• Extrait fourni
CA PARIS (3e ch. sect. C), 4 décembre 1998
CERCLAB/CRDP - DOCUMENT N° 1334
CA PARIS (3e ch. sect. C), 4 décembre 1998 : RG n° 97/25454 ; arrêt n° 505
Publication : Lamyline
Extrait : « Considérant qu'ayant pour objet un matériel informatique et des logiciels, le contrat litigieux a été conclu pour les besoins professionnels de la société Synergie, de sorte qu'il ne relève pas de la législation sur les clauses abusives qui ne concerne que les contrats conclus entre professionnels et non-professionnels ».
RÉPUBLIQUE FRANÇAISE
AU NOM DU PEUPLE FRANÇAIS
COUR D’APPEL DE PARIS
TROISIÈME CHAMBRE SECTION C
ARRÊT DU 4 DÉCEMBRE 1998
ÉLÉMENTS D’IDENTIFICATION DE LA DÉCISION (N.B. : mention ne figurant pas sur l’original)
R.G. n° 1997/25454. Arrêt n° 505. DECISION CONTRADICTOIRE, REFORMATION.

• Section des données
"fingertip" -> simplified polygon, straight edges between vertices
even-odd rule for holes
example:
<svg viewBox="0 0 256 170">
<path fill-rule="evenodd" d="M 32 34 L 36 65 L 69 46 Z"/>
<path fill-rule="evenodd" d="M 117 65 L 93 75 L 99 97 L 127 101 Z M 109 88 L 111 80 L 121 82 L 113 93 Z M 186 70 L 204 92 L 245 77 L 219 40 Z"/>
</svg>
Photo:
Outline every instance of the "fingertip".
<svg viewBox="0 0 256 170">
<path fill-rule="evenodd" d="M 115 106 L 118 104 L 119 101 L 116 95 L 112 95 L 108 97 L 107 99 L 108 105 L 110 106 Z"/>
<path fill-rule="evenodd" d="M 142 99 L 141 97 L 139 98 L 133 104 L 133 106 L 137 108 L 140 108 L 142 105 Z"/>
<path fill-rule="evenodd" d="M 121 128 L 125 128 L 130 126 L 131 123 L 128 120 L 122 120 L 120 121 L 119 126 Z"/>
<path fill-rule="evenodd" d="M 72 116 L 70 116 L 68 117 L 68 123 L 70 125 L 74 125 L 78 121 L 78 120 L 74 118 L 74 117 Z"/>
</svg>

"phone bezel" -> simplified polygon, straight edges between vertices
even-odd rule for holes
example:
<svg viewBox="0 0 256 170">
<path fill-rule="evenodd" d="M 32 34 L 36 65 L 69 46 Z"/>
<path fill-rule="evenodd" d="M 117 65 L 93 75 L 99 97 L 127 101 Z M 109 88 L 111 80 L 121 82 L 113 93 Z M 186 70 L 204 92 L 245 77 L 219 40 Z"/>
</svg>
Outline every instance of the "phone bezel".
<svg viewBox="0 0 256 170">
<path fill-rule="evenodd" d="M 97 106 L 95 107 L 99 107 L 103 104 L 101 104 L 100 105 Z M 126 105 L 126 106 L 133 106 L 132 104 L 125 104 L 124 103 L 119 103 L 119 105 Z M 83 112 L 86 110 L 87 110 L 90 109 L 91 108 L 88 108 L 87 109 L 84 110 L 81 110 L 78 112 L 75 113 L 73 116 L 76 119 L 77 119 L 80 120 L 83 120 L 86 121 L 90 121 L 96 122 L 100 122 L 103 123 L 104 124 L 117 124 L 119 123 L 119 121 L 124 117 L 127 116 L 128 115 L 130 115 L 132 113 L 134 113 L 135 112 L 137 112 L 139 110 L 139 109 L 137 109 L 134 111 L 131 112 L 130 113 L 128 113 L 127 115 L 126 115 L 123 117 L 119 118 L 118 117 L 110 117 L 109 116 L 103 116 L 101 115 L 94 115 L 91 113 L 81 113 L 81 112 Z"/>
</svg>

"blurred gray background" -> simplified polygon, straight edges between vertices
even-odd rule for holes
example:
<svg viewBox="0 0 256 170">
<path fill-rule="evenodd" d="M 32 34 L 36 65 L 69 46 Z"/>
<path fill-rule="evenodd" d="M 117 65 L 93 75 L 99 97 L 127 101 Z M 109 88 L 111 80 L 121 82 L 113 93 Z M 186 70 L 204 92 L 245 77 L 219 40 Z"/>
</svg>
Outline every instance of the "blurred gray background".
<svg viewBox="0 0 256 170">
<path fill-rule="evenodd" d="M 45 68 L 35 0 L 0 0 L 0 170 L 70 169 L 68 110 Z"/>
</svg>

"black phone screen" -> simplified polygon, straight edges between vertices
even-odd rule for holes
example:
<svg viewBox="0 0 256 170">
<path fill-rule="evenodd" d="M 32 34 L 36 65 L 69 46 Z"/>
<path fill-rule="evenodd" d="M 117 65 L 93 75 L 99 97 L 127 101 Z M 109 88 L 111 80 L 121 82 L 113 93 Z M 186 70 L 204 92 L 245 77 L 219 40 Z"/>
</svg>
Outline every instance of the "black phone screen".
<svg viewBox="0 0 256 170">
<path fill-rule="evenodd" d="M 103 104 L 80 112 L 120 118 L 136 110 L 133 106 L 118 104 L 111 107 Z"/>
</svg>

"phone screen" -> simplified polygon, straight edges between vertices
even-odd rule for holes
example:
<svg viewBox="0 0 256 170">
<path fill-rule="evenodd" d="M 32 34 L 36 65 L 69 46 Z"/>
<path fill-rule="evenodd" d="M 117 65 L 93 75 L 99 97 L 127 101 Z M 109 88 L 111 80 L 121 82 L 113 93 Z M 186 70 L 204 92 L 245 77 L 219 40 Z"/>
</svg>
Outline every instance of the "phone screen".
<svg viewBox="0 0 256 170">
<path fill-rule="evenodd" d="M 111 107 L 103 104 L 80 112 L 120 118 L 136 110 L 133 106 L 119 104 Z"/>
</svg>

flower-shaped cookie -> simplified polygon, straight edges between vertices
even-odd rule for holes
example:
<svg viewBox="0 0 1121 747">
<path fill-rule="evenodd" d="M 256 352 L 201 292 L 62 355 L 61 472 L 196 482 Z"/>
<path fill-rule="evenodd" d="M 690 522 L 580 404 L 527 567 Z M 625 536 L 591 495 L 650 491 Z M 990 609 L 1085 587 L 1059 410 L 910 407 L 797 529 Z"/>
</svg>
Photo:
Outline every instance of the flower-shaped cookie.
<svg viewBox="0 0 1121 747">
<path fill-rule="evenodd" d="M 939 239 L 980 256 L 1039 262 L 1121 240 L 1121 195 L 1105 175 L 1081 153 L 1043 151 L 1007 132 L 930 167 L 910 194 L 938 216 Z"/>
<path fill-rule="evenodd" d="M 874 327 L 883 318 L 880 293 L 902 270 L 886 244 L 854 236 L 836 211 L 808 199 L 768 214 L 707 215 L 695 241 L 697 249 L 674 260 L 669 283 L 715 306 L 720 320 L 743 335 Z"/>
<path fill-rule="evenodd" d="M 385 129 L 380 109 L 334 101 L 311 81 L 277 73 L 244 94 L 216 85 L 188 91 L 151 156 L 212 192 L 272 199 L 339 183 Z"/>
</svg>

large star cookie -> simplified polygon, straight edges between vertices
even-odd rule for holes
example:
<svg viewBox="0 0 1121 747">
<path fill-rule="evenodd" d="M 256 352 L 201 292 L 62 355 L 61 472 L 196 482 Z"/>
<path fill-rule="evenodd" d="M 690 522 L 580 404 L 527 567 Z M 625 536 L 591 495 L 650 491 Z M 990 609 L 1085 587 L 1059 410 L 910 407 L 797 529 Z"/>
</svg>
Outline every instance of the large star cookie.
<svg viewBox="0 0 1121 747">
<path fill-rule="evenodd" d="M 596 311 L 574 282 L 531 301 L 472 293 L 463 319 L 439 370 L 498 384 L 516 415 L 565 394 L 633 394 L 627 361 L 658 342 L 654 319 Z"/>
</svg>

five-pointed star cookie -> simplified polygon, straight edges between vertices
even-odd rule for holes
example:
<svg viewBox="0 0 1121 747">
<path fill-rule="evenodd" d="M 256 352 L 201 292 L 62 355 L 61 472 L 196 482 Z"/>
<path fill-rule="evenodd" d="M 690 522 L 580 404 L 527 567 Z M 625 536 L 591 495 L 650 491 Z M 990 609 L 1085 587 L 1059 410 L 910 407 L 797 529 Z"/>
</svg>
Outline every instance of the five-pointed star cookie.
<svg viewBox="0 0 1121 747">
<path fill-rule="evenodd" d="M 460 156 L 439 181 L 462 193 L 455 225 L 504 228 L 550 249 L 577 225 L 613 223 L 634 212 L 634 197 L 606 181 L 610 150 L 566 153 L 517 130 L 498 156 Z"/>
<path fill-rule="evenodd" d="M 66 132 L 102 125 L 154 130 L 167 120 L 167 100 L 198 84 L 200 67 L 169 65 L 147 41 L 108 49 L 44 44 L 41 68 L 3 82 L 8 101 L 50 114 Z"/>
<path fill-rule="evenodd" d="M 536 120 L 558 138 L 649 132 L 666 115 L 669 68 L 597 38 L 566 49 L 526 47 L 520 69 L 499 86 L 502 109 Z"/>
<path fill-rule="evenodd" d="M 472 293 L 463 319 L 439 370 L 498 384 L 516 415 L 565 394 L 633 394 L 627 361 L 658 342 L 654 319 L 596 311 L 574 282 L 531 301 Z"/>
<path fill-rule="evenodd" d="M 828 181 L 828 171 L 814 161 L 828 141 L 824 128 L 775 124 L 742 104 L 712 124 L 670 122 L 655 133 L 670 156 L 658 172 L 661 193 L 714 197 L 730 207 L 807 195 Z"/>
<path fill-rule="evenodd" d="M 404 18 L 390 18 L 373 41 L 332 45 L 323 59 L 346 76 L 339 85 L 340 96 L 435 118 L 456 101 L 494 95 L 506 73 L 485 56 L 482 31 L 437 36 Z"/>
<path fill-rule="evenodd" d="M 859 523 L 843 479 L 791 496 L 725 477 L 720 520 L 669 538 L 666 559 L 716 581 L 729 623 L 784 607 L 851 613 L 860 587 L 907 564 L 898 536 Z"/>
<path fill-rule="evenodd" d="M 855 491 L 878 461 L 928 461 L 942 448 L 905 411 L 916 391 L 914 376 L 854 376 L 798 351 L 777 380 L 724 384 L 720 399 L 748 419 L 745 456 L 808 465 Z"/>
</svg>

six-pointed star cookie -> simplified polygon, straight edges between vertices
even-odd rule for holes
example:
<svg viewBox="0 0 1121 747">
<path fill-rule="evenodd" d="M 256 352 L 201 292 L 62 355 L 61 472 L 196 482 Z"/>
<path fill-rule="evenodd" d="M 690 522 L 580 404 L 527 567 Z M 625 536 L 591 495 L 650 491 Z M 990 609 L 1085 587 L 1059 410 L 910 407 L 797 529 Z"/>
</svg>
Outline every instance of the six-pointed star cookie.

• À faire
• 1. Selon l'arrêt de la cour d'appel de Paris du 4 décembre 1998, pour quels besoins le contrat litigieux a-t-il été conclu ?
• 2. Poursuivez l'arrêt de la cour d'appel de Paris du 4 décembre 1998 à partir de sa dernière ligne.
Les items ne sont pas nécessaires pour ce travail.

• Résultats par tâche
• 1. Pour les besoins professionnels de la société Synergie.

• 2.
APPELANT :
Maître Véronique BECHERET prise en sa qualité de commissaire à l'exécution du plan de la SOCIETE COMPUTEL
[adresse], représenté par la SCP VARIN-PETIT, avoué, assisté de Maître d'ANTIN Emmanuel, avocat
INTIMÉE :
SA SYNERGIE
[adresse], représenté par Maître BODIN-CASALIS, avoué, assisté de Maître d'AUDIFFRET Joachim, avocat
COMPOSITION DE LA COUR :
PRÉSIDENT : Monsieur ALBERTINI.
CONSEILLERS : Mesdames LE JAN et BREGEON,
EXPOSÉ DU LITIGE (N.B. : mention ne figurant pas sur l’original)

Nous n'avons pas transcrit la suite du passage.